▶ _What is required_:
Please set down the data again exactly, minus the pictures.
*** Data for analysis Section Begins ***
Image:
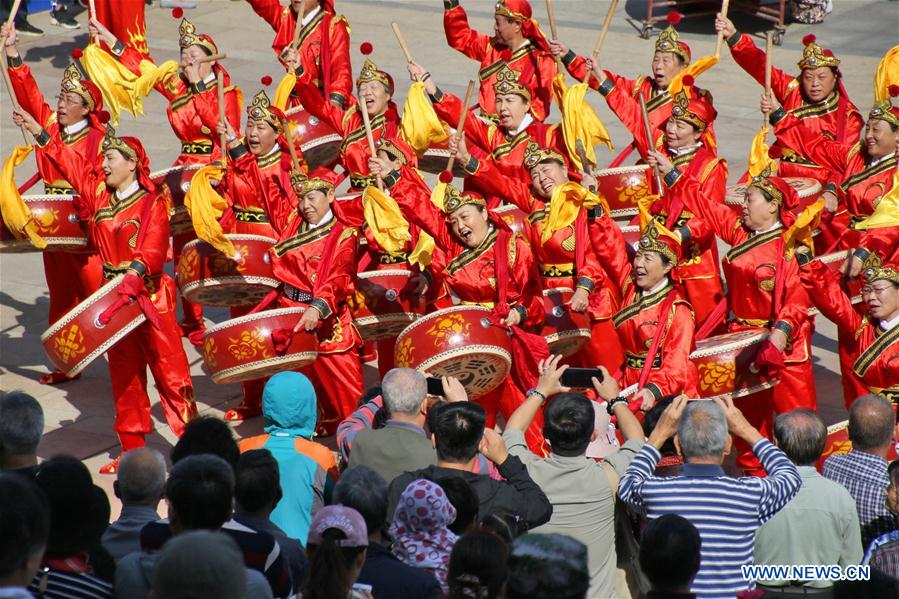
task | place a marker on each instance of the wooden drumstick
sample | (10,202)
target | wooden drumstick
(648,130)
(768,47)
(460,130)
(401,40)
(605,28)
(371,139)
(724,6)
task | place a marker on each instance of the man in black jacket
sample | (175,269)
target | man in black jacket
(458,433)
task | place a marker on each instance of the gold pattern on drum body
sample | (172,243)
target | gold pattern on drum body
(248,346)
(69,343)
(716,378)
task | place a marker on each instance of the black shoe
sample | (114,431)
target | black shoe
(64,19)
(27,28)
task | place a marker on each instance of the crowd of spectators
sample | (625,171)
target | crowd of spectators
(424,501)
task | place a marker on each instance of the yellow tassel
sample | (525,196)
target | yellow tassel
(16,215)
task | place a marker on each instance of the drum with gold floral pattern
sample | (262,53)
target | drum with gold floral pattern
(383,304)
(724,363)
(807,189)
(79,338)
(566,331)
(318,141)
(622,187)
(247,347)
(176,181)
(459,342)
(206,276)
(55,220)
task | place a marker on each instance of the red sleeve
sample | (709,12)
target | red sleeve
(752,60)
(448,108)
(675,373)
(823,287)
(269,10)
(463,38)
(341,67)
(792,133)
(29,94)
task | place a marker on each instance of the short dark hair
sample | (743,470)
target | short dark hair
(477,565)
(364,490)
(801,435)
(200,490)
(24,522)
(458,428)
(205,434)
(569,423)
(464,499)
(669,552)
(871,422)
(257,480)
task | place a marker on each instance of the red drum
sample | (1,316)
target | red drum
(208,277)
(78,338)
(242,349)
(622,187)
(459,342)
(724,363)
(807,188)
(515,217)
(318,141)
(380,307)
(177,180)
(838,442)
(566,331)
(56,222)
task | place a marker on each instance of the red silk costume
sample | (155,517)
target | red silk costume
(751,269)
(873,351)
(557,264)
(532,60)
(115,225)
(324,45)
(470,278)
(672,372)
(297,261)
(71,276)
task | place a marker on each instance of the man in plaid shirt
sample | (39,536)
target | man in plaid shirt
(863,471)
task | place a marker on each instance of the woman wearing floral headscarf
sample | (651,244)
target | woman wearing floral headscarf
(421,537)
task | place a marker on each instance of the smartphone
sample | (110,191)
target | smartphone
(435,386)
(580,377)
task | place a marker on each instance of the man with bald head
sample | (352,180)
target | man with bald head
(863,471)
(139,484)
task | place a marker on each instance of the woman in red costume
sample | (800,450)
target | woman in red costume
(128,222)
(193,113)
(71,276)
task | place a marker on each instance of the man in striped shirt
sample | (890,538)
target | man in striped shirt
(726,511)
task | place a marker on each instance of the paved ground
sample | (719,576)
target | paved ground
(79,414)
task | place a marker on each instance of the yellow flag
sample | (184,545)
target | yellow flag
(16,215)
(385,220)
(419,125)
(206,207)
(565,204)
(887,74)
(886,214)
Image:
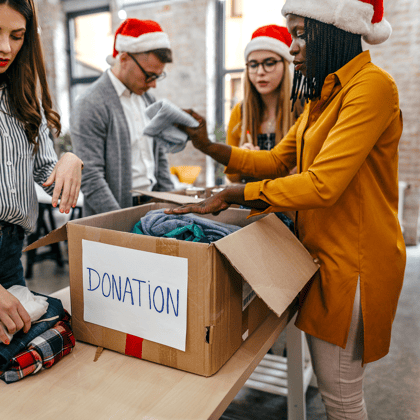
*** Data for analysis Section Ends ***
▶ _Result of the exercise_:
Image:
task | place a marker on each instance of the wooden drumstick
sample | (10,202)
target | wooden drumstick
(648,130)
(768,47)
(460,130)
(401,40)
(605,28)
(371,139)
(724,6)
task | place a marker on each instance of the man in black jacket
sample | (175,269)
target | man in black jacket
(458,433)
task | place a marker on each instance of the gold pattern on drum body
sample | (172,243)
target | gold pattern on drum body
(248,346)
(69,343)
(716,378)
task | place a marker on each instance of the black shoe
sample | (114,431)
target | black shoe
(64,19)
(27,28)
task | place a marker on each instance of the crowd of spectators
sample | (625,171)
target | crowd of spectators
(424,501)
task | place a marker on each instance of the yellow tassel
sample | (525,196)
target | yellow tassel
(16,215)
task | place a marker on each instance of the drum with gold floral pattern
sample | (262,53)
target | drum with gold floral pattern
(383,304)
(724,363)
(807,189)
(79,338)
(566,331)
(318,141)
(622,187)
(247,347)
(176,181)
(459,342)
(206,276)
(55,220)
task | place a marker on each instance of the red sleeve
sample | (709,12)
target | red sleeve
(752,60)
(448,108)
(675,373)
(823,287)
(269,10)
(463,38)
(341,67)
(792,133)
(29,94)
task | place a marker on each instance of the short dark hair
sample | (743,470)
target | short dark hair
(477,565)
(364,490)
(801,435)
(200,490)
(24,522)
(458,428)
(205,434)
(569,423)
(464,499)
(669,552)
(871,422)
(257,480)
task | place a marker on each instance of the red drum
sample | (1,316)
target | red drum
(208,277)
(78,338)
(242,349)
(622,187)
(459,342)
(724,363)
(807,188)
(515,217)
(318,141)
(380,307)
(177,180)
(838,442)
(566,331)
(56,222)
task | place a marker on each instance of the red silk costume
sample | (155,517)
target | red silk costume
(751,269)
(873,351)
(557,264)
(532,60)
(115,225)
(324,45)
(470,278)
(672,372)
(297,261)
(71,276)
task | place a marker on each instance of the man in plaid shirt
sample | (39,536)
target | man in plaid shirt
(863,471)
task | place a marker on each instance of the woman wearing floral headscarf
sample | (651,244)
target | woman wearing floral headscarf
(421,537)
task | place a marker on each instance of the smartphone
sample | (110,191)
target | smartphone
(435,386)
(580,377)
task | place a marker on each instance of the man with bald head
sample | (352,180)
target | man with bald head
(863,471)
(139,484)
task | place a marker on each instance of the woman in red costume
sample | (800,450)
target | woman in red costume
(128,222)
(193,113)
(71,276)
task | place a marker on each instance of the man in striped shirt
sample | (890,538)
target | man in striped shirt
(726,511)
task | place a marker on each instance of the paved ground
sample | (719,576)
target | paved ground
(79,414)
task | place a marker on each instance of the yellow flag
sample | (184,545)
target | yellow flag
(16,215)
(385,220)
(419,125)
(206,207)
(565,204)
(887,74)
(886,214)
Image:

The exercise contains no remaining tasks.